→ Aim of the task
Find every line in the entries below that contains the string "side", and copy each of those lines. Treat uppercase and lowercase letters as different.

** START OF Listed entries **

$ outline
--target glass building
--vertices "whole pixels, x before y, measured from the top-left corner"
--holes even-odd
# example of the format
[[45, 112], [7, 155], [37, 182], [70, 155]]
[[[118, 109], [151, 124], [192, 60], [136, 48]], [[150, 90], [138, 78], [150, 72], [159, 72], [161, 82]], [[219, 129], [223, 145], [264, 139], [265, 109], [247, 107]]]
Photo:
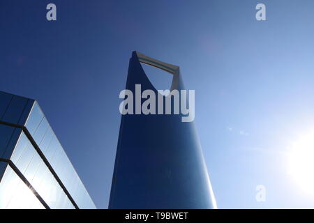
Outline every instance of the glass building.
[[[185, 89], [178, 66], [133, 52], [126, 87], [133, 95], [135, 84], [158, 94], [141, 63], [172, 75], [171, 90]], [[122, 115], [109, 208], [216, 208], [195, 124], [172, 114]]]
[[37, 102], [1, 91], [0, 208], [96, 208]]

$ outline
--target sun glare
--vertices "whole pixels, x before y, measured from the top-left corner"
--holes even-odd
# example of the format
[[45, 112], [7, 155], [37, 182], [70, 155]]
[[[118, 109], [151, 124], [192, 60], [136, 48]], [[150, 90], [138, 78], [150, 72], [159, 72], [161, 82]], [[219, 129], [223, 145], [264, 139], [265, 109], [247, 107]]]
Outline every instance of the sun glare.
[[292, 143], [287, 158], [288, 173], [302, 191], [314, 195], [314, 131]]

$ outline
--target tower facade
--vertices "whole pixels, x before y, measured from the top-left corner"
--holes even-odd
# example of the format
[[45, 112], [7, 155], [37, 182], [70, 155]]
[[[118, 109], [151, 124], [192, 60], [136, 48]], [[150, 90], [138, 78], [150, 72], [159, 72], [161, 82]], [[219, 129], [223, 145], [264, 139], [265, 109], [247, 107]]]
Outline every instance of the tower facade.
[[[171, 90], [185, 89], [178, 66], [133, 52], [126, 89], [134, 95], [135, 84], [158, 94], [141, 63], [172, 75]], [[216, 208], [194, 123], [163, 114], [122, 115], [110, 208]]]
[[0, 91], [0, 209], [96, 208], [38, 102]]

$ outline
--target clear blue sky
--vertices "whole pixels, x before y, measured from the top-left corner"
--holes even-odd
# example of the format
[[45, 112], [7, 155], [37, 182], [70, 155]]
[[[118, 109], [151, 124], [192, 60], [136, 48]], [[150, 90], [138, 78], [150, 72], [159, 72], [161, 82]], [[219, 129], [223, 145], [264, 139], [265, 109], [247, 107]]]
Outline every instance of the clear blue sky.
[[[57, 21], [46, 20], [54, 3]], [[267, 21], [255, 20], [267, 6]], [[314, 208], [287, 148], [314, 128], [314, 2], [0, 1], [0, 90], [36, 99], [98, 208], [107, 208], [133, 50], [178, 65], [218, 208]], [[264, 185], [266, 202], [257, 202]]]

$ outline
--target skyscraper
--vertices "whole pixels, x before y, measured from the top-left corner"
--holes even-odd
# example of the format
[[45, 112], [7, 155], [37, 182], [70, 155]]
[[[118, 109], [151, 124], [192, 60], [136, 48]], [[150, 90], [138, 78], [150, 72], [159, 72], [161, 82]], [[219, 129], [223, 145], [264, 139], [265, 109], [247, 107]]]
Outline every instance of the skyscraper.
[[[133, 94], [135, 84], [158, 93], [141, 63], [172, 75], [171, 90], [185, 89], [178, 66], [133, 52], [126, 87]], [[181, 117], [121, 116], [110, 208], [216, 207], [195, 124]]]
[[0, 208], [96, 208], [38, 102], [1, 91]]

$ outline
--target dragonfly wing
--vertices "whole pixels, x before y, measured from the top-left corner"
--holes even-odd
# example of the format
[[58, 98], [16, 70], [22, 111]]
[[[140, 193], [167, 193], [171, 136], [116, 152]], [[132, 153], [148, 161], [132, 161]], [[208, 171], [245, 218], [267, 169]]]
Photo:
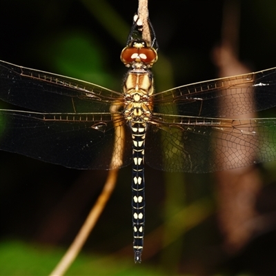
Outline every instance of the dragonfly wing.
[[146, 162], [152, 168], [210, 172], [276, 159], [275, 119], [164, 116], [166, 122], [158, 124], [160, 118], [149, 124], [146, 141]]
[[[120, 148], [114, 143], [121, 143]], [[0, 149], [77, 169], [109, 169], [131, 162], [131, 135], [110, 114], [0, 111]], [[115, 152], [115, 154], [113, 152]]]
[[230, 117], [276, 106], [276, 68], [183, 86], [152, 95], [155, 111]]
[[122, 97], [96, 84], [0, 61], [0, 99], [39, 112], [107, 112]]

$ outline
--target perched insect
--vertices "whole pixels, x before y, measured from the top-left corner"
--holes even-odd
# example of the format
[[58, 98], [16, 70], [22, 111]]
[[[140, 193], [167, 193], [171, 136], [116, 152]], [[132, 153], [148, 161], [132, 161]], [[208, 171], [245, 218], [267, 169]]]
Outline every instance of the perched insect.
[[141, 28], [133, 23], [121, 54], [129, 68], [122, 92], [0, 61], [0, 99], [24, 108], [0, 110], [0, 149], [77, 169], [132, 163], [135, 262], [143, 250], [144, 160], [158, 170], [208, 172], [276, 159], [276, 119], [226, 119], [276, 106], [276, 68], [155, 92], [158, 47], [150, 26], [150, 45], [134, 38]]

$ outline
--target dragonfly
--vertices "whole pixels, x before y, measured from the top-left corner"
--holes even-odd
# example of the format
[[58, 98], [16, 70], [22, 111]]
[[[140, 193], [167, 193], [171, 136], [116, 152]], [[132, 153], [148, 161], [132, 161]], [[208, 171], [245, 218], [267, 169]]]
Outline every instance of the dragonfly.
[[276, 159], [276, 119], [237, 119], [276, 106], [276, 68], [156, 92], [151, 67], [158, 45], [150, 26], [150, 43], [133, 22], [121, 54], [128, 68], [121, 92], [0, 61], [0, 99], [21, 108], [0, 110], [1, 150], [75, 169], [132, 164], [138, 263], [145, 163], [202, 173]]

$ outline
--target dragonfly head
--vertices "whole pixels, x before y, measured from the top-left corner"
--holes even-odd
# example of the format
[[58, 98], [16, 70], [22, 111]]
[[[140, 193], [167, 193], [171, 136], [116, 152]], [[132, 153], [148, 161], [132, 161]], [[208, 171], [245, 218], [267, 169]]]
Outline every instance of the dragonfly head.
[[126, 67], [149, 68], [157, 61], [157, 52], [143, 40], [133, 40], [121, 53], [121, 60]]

** END OF Listed entries **
** START OF Listed entries **

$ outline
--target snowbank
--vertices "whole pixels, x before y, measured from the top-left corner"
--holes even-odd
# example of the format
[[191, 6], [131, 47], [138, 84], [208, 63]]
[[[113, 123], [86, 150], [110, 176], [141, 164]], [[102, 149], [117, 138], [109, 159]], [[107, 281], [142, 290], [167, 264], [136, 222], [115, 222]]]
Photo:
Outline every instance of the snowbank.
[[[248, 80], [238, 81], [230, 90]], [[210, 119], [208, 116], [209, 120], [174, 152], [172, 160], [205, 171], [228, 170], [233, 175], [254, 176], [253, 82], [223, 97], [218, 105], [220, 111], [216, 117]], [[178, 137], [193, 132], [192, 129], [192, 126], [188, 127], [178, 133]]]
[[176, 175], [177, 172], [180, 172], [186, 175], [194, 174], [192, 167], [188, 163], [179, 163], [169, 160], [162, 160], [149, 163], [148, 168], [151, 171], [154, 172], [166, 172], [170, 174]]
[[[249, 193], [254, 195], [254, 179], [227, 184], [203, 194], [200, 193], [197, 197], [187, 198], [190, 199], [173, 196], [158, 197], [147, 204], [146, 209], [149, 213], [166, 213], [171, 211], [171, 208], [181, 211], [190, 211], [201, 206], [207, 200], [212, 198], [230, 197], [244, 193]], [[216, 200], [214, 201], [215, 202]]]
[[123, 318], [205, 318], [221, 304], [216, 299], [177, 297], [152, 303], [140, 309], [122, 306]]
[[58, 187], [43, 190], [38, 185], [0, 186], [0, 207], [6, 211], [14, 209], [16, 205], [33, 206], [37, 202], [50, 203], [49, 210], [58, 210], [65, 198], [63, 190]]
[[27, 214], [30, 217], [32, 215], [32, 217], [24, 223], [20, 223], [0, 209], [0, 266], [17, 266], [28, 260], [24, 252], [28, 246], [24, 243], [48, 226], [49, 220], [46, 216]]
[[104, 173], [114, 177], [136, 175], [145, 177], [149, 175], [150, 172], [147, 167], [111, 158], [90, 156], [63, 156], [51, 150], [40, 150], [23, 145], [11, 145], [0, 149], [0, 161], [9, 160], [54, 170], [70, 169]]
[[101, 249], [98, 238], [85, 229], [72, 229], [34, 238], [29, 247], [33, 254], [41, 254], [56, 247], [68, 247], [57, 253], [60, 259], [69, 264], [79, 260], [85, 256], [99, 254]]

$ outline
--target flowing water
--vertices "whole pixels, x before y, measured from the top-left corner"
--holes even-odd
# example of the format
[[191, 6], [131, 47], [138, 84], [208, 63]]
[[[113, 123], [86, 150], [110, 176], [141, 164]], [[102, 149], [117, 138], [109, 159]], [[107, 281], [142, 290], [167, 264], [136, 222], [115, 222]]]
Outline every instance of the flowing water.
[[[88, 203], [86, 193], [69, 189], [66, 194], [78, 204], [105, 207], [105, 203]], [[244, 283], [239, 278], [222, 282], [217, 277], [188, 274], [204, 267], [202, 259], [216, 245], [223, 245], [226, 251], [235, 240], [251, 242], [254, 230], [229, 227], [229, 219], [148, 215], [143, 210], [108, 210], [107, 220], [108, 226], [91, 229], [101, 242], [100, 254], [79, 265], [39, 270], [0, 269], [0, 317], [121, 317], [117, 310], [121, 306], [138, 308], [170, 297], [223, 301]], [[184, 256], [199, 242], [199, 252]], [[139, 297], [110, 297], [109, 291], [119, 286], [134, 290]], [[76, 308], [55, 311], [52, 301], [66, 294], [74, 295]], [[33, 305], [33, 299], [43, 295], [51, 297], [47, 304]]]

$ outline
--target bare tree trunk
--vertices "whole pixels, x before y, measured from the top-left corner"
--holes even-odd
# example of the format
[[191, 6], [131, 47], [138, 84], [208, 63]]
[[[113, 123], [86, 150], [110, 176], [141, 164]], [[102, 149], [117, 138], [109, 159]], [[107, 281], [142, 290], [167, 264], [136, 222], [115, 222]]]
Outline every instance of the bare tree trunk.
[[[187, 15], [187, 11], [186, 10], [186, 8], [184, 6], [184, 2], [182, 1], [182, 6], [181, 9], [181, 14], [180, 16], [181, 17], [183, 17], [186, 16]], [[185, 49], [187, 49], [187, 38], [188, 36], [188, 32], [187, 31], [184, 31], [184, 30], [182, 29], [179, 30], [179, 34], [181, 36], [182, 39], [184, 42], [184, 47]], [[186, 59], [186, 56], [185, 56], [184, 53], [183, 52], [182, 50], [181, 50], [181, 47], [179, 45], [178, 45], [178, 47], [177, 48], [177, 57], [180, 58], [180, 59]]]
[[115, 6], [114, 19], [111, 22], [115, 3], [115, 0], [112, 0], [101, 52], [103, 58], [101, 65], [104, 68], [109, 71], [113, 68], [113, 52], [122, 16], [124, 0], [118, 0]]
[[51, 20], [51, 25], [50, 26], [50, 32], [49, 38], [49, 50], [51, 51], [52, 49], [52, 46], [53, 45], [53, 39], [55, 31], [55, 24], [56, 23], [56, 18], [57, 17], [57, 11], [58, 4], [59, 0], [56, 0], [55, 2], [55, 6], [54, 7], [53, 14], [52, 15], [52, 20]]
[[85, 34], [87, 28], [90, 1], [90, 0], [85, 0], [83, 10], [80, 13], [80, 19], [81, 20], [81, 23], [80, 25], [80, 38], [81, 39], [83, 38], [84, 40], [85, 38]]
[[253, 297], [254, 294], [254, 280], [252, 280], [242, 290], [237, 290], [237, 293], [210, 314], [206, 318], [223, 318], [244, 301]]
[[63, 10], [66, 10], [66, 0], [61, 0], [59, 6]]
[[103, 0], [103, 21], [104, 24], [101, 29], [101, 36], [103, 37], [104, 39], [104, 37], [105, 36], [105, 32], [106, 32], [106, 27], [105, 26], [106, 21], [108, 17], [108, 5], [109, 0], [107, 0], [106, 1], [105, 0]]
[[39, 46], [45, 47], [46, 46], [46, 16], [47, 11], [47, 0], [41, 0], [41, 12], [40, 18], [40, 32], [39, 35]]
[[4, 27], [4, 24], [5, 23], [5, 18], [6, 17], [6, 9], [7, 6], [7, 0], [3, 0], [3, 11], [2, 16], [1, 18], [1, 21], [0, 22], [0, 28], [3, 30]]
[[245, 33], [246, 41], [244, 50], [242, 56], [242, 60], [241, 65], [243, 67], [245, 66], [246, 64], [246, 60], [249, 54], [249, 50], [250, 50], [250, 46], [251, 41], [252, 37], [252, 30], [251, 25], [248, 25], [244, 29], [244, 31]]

** END OF Listed entries **
** START OF Listed entries **

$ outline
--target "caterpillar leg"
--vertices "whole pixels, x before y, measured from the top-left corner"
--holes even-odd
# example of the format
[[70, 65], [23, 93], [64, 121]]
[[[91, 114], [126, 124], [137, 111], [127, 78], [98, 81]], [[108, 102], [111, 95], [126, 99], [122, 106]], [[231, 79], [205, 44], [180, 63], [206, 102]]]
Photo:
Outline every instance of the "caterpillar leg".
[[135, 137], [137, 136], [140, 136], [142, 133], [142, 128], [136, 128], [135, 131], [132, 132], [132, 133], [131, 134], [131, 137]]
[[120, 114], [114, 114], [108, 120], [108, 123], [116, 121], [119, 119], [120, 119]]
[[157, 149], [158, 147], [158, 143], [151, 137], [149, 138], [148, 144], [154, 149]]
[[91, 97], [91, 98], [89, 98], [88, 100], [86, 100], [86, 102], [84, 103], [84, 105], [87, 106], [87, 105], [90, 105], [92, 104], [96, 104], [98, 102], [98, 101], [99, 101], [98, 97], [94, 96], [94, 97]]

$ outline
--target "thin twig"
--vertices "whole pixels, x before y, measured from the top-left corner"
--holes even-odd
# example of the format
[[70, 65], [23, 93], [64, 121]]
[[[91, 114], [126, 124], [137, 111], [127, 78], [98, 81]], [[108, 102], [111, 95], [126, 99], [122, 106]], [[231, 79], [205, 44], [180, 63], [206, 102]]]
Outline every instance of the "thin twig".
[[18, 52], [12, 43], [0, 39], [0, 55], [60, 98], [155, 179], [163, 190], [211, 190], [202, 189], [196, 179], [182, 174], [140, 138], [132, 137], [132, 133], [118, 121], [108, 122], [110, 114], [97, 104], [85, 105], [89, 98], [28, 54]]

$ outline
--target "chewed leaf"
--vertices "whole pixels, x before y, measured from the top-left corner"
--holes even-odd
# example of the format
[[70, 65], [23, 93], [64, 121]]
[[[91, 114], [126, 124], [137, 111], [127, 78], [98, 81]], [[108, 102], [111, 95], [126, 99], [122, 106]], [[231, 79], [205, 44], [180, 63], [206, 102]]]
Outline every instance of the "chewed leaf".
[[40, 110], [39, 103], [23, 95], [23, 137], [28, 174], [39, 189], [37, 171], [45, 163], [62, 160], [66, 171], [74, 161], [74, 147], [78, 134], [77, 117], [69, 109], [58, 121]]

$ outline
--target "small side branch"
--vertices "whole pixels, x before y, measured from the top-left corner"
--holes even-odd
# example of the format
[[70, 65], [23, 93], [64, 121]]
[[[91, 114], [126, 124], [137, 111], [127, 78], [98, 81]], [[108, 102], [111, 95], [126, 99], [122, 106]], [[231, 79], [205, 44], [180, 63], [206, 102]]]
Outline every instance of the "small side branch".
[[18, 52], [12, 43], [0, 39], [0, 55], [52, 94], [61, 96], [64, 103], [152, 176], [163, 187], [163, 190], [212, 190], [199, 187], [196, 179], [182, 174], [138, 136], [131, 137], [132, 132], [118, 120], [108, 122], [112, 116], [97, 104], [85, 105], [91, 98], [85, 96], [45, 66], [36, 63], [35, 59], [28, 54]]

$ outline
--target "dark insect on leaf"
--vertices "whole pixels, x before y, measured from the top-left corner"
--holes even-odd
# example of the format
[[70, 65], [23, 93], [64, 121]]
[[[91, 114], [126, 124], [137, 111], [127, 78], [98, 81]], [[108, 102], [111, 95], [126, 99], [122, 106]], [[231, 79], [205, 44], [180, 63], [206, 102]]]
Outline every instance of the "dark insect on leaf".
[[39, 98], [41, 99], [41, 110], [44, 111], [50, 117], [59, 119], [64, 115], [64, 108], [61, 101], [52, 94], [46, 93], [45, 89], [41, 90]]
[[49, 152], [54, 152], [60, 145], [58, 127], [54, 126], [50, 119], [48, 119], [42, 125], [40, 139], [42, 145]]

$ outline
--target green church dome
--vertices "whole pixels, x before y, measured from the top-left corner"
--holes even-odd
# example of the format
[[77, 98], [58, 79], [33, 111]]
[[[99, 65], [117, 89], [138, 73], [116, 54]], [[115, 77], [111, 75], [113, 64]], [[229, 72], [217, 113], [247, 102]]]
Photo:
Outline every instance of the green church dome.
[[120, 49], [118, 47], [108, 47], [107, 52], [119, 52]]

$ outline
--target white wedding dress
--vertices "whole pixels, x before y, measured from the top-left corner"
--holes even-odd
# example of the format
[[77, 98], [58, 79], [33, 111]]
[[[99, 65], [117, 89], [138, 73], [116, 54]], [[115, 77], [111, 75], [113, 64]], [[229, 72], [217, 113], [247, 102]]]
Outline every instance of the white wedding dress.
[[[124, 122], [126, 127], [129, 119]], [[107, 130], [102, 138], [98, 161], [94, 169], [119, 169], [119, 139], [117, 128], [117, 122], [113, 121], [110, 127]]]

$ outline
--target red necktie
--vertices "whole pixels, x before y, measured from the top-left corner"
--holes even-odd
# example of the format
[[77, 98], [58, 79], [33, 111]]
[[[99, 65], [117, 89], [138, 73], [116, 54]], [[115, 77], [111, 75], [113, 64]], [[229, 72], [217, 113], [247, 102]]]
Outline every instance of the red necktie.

** END OF Listed entries **

→ Exercise result
--target "small side branch"
Outline every instance of the "small side branch".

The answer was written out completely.